» TEKST

Het is weer volop kersentijd. Langs de weg zie je in nostalgische stalletjes dat de kersen weer volop aangeboden worden. Soms schreeuwerige borden langs de weg, ze zijn in ieder geval op diverse plekken in ons land duidelijk aanwezig. “Hier kersen eten” staat er dan. Wat ons betreft gaan we thuis kersen eten want in dit eenvoudige recept zijn de verse kersen rijkelijk vertegenwoordigd.
- 2 vellen witte gelatine
- 400 ml melk
- 6 eetlepels suiker
- geraspte schil van een halve biologische citroen
- 50 gram griesmeel
- 125 ml. slagroom
- 400 gram verse kersen
- 2 eetlepels (20 gram) maïzena
- 300 ml kersensap*
- poedersuiker
- takje citroenmelisse voor de garnering
Week de blaadjes gelatine een minuut of 10 in koud water. Breng ondertussen in een pannetje de melk, de helft van de suiker en de citroenschil aan de kook. Roer de griesmeel erdoor en laat al roerend 2 minuten koken. Haal de pan van het vuur, knijp de gelatineblaadjes uit en sla ze met een garde door de griesmeel. Laat het geheel een kwartier afkoelen.
Klop de slagroom stijf en spatel deze dan door de griesmeel. Zet de schaal in de koelkast en laat minimaal 4 uur opstijven.
Was de kersen en verwijder de pitten. Roer de maïzena door 4 eetlepels van het kersensap tot een gladde massa ontstaat. De rest van het sap met de rest van de suiker en de kersen aan de kook brengen. Het aangemaakte kersensap er bij doen, goed omroeren en nog een minuut mee laten koken. Dan het geheel af laten koelen.
Schep met behulp van een ijslepel (eerst even onder de warme kraan houden) balletjes uit de griesmeel en verdeel deze over de borden. Schep er met een soeplepel de kersensaus omheen. Garneer met een takje citroenmelisse en ga snel je gasten verrassen.
* Tip: Kun je niet zo makkelijk aan kersensap komen? Neem dan als alternatief een ander sap van rood fruit.

» GEGEVENSDEEL
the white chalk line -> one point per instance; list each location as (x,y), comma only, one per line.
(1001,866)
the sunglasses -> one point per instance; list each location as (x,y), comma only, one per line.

» OPDRACHTEN
1. Kopieer uit het kersenrecept letterlijk de tekst vanaf "- 2 vellen witte" tot en met "4 uur opstijven.".
2. Hoe lang moet de griesmeel volgens het kersenrecept minimaal opstijven in de koelkast?
3. Zet de alinea uit het kersenrecept die begint met "Was de kersen en verwijder de pitten" om in een beknopte lijst met de belangrijkste stappen.
Gebruik hiervoor alleen het kersenrecept.

» ANTWOORDEN PER OPDRACHT
1.
- 2 vellen witte gelatine
- 400 ml melk
- 6 eetlepels suiker
- geraspte schil van een halve biologische citroen
- 50 gram griesmeel
- 125 ml. slagroom
- 400 gram verse kersen
- 2 eetlepels (20 gram) maïzena
- 300 ml kersensap*
- poedersuiker
- takje citroenmelisse voor de garnering
Week de blaadjes gelatine een minuut of 10 in koud water. Breng ondertussen in een pannetje de melk, de helft van de suiker en de citroenschil aan de kook. Roer de griesmeel erdoor en laat al roerend 2 minuten koken. Haal de pan van het vuur, knijp de gelatineblaadjes uit en sla ze met een garde door de griesmeel. Laat het geheel een kwartier afkoelen.
Klop de slagroom stijf en spatel deze dan door de griesmeel. Zet de schaal in de koelkast en laat minimaal 4 uur opstijven.

2. Minimaal 4 uur.

3.
- Kersen wassen en ontpitten.
- Maïzena met 4 eetlepels kersensap glad roeren.
- Rest van het sap met de overige suiker en de kersen aan de kook brengen.
- Het aangemaakte sap toevoegen, goed roeren en nog een minuut laten koken.
- Alles laten afkoelen.